Segmentation annotation records:
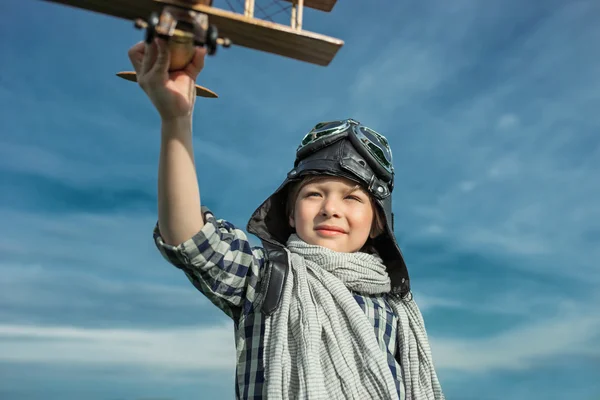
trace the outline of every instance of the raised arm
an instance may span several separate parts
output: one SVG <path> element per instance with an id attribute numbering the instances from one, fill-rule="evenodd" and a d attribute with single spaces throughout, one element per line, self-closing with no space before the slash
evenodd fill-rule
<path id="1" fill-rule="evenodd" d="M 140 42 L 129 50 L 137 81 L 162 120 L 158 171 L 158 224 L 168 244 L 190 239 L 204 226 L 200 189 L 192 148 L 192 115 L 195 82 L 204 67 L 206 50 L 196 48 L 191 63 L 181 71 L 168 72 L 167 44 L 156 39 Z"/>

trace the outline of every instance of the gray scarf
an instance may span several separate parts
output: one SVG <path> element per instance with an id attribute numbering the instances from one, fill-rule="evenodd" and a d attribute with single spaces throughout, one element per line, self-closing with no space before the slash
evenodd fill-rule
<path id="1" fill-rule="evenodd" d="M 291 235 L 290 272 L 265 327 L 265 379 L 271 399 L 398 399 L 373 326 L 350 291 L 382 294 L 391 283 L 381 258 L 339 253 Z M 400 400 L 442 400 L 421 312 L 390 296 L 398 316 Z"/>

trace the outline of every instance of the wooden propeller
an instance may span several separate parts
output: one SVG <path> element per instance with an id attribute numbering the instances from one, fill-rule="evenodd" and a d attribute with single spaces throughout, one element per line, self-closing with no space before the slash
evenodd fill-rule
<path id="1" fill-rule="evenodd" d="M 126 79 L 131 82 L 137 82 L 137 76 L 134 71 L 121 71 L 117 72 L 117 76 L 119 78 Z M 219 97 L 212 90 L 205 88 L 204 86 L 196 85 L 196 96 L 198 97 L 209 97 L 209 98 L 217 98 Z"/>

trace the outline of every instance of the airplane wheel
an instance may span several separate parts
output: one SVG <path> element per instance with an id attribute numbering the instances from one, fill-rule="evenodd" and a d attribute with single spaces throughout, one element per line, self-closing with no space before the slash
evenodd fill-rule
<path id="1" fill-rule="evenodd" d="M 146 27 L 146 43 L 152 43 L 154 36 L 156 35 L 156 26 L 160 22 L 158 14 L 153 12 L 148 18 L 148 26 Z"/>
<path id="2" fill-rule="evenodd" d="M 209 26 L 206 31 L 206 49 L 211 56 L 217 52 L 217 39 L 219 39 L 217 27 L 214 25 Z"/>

---

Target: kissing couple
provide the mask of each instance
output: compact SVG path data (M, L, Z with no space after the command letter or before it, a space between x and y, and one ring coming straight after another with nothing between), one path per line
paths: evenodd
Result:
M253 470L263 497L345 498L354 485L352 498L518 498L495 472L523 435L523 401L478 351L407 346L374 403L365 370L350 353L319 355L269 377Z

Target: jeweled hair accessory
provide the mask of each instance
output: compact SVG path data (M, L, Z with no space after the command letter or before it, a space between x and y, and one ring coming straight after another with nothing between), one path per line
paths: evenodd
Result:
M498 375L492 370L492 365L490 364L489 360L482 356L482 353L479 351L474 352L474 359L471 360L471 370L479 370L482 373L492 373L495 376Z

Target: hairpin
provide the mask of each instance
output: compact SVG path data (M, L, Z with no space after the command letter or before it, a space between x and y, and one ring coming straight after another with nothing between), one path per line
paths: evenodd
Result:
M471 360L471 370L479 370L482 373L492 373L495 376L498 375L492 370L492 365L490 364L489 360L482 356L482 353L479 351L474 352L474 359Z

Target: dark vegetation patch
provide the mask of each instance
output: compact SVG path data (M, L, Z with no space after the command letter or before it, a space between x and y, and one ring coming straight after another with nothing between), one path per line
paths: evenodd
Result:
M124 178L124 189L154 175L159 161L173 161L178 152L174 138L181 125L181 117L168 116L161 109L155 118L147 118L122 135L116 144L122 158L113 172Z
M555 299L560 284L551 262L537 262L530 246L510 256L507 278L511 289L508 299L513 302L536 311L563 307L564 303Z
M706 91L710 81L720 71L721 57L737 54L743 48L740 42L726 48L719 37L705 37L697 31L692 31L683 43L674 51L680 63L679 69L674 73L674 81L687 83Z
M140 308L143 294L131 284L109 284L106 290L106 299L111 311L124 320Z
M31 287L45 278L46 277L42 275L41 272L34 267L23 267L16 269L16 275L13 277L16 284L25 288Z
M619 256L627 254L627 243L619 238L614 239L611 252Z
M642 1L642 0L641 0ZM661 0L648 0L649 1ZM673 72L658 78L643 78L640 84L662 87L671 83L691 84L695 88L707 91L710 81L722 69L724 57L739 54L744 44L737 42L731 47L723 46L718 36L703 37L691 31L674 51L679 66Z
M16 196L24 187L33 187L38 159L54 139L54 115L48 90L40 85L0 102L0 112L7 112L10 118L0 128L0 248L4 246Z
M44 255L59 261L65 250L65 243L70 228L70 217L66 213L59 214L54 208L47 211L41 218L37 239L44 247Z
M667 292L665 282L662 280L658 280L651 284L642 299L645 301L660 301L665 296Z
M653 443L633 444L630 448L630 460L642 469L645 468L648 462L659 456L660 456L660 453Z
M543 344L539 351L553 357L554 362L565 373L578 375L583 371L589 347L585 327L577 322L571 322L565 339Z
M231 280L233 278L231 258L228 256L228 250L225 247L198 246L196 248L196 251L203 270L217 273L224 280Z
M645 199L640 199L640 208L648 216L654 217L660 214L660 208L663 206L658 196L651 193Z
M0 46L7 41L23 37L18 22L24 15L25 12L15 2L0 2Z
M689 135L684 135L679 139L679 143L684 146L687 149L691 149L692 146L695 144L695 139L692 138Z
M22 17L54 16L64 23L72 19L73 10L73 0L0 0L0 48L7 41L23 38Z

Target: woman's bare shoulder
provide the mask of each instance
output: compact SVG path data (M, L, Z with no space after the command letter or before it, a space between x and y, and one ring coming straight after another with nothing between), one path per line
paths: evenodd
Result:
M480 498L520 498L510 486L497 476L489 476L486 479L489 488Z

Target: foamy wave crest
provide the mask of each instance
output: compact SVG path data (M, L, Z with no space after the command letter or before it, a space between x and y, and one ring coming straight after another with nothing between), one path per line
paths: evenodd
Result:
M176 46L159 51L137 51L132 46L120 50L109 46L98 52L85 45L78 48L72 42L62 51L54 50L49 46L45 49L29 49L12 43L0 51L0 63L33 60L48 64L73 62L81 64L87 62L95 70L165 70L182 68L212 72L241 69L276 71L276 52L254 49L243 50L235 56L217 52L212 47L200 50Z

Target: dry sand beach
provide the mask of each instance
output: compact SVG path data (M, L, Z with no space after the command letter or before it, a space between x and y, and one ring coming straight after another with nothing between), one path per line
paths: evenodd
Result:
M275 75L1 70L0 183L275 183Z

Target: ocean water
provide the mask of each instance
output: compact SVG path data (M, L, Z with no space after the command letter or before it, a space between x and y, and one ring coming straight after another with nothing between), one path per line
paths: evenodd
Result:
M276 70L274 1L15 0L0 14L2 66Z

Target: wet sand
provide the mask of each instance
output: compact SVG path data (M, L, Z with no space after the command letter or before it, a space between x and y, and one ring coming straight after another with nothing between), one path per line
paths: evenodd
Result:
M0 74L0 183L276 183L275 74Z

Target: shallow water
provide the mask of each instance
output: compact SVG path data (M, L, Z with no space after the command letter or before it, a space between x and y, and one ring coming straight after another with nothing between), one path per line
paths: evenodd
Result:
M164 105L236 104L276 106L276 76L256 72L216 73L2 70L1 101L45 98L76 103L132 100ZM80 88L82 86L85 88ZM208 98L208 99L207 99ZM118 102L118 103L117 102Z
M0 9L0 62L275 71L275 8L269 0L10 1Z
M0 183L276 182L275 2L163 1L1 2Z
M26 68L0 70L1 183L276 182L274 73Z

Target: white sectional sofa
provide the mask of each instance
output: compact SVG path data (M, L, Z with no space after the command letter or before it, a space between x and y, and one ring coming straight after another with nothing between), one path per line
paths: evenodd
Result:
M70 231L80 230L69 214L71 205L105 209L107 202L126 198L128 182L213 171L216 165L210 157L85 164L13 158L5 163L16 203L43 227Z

The problem:
Copy out the listing from the line containing "Target: ocean water" through the line containing "M0 74L0 183L276 183L275 74Z", renaming "Target" to "Object" everywhere it occurs and leaving everything else unchanged.

Answer to this problem:
Object: ocean water
provide the mask of each instance
output: compact SVG path data (M, L, Z with no space after the command letter or before it, a space between x and y, and one ring coming straight after another with nothing between), one path per line
paths: evenodd
Result:
M276 70L274 1L15 0L0 14L2 66Z

Object: wet sand
provide the mask of each instance
output: compact SVG path data (M, L, Z with no space after the command letter or before it, a space between x and y, and one ring coming straight after another with nothing between), one path per line
paths: evenodd
Result:
M0 74L0 183L276 183L275 74Z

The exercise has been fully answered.